## Data extract
------------------------

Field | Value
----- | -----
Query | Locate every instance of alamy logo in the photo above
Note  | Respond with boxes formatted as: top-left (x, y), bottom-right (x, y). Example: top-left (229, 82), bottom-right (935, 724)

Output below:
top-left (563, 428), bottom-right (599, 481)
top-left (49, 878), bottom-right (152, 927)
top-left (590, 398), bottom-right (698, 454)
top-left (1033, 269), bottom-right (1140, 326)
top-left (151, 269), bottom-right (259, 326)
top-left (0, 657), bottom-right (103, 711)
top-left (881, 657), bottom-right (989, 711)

------------------------

## What the task asks
Output every line of the entries above as a JSON list of strings, with one string per line and blank lines omitted.

## Result
[
  "Field | Value",
  "----- | -----",
  "Query | Locate every instance of alamy logo in the photo above",
  "Note  | Respond with boxes formatted as: top-left (x, y), bottom-right (x, y). Example: top-left (229, 82), bottom-right (935, 724)",
  "Output below:",
  "top-left (563, 428), bottom-right (599, 481)",
  "top-left (49, 878), bottom-right (152, 927)",
  "top-left (590, 398), bottom-right (698, 454)",
  "top-left (1033, 269), bottom-right (1140, 326)",
  "top-left (151, 269), bottom-right (259, 326)",
  "top-left (0, 657), bottom-right (103, 711)",
  "top-left (881, 657), bottom-right (989, 711)"
]